◆ Exercise requirements
Please copy every one of the rows below word for word, keeping each line unchanged.

◆ Records for this exercise
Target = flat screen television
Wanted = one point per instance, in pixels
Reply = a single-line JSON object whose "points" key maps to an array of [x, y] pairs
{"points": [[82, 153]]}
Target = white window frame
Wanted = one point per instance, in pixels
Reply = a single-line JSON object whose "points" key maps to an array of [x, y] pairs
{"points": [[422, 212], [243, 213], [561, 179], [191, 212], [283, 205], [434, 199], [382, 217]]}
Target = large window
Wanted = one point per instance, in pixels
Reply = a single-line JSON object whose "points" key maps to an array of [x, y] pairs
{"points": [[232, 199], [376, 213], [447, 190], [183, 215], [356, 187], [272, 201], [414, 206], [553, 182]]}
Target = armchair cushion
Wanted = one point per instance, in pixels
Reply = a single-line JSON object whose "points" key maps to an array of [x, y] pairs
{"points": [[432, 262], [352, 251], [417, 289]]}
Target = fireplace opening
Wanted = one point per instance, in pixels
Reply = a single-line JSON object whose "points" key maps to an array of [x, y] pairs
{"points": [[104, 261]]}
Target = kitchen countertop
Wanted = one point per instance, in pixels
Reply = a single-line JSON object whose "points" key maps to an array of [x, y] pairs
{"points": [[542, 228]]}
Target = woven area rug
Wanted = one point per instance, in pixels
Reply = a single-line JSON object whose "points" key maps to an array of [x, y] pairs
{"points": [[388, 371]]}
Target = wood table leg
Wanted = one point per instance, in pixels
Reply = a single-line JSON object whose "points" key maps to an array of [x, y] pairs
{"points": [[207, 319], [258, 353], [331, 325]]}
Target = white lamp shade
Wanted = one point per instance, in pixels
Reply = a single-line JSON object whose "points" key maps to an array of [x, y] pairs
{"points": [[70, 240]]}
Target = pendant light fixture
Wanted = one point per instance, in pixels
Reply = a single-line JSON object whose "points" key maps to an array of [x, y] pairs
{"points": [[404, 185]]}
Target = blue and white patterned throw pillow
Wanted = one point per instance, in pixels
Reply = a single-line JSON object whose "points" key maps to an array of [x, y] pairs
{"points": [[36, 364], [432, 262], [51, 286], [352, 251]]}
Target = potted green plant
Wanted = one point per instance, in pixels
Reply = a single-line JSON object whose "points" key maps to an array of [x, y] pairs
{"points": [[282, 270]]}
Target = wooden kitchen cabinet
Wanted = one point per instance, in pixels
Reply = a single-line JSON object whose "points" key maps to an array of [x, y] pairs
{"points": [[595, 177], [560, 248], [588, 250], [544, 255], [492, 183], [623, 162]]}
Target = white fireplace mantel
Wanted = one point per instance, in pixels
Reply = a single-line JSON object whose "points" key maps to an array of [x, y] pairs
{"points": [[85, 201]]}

◆ Answer to the task
Target = flat screen television
Wanted = one point per instance, in pixels
Reply = a single-line JSON object whose "points" key maps to an array of [x, y] pairs
{"points": [[82, 153]]}
Target = white window frame
Wanted = one point per instance, in pixels
Reply = a single-line JSON object whose "points" key maps to an array of [x, y] pairs
{"points": [[422, 212], [243, 213], [561, 179], [191, 212], [283, 205], [434, 199], [382, 217]]}
Target = large window
Wanted = one point per instance, in pixels
Reply = a single-line JSON object whose "points" key maps to an array of [x, y] pairs
{"points": [[232, 199], [376, 213], [447, 190], [183, 215], [356, 187], [272, 201], [414, 206], [553, 182]]}
Target = armchair cushion
Wanted = one point per instance, in pixels
Reply = a single-line JSON object whose "points" key maps to an array of [x, y] pairs
{"points": [[432, 262], [352, 251], [417, 289]]}
Target = fireplace opening
Wanted = one point per instance, in pixels
Reply = a single-line JSON object whose "points" key maps to an array of [x, y] pairs
{"points": [[104, 261]]}
Target = kitchen countertop
Wanted = one point per instance, in pixels
Reply = a single-line JSON object whose "points" key maps to an array of [x, y] pairs
{"points": [[542, 228]]}
Target = woven area rug
Wanted = one point per instance, in pixels
Reply = a single-line JSON object whose "points" key maps to an array of [x, y] pairs
{"points": [[388, 371]]}
Target = wood table leg
Wanted = one point per instance, in pixels
Reply = a single-line JSON object whose "points" key maps to an array of [x, y] pairs
{"points": [[207, 319], [258, 353], [331, 325]]}
Target = white lamp shade
Wanted = one point per instance, in pixels
Reply = a single-line JSON object whose "points" key maps to an array of [x, y] pairs
{"points": [[70, 240]]}
Target = pendant light fixture
Wanted = one point per instance, in pixels
Reply = a single-line JSON object whose "points" key maps to an array of [x, y] pairs
{"points": [[404, 185]]}
Target = blue and white patterned throw pillow
Wanted = one point per instance, in pixels
Reply = a single-line JSON object whose "points" key maps to an array of [x, y] pairs
{"points": [[36, 364], [432, 262], [51, 286], [352, 251]]}
Target = potted green plant
Wanted = one point per instance, in pixels
Reply = a single-line JSON object whose "points" key maps to an array of [x, y] pairs
{"points": [[282, 270]]}
Target = wooden kitchen cabinet
Wanted = one point per instance, in pixels
Reply = a single-line JSON object whose "points" key maps to an array of [x, y] pairs
{"points": [[595, 177], [560, 248], [588, 250], [544, 255], [492, 183], [623, 162]]}
Target = white fireplace mantel
Wanted = one point per instance, in pixels
Reply = a single-line JSON object whose "points" key maps to an array of [x, y] pairs
{"points": [[85, 201]]}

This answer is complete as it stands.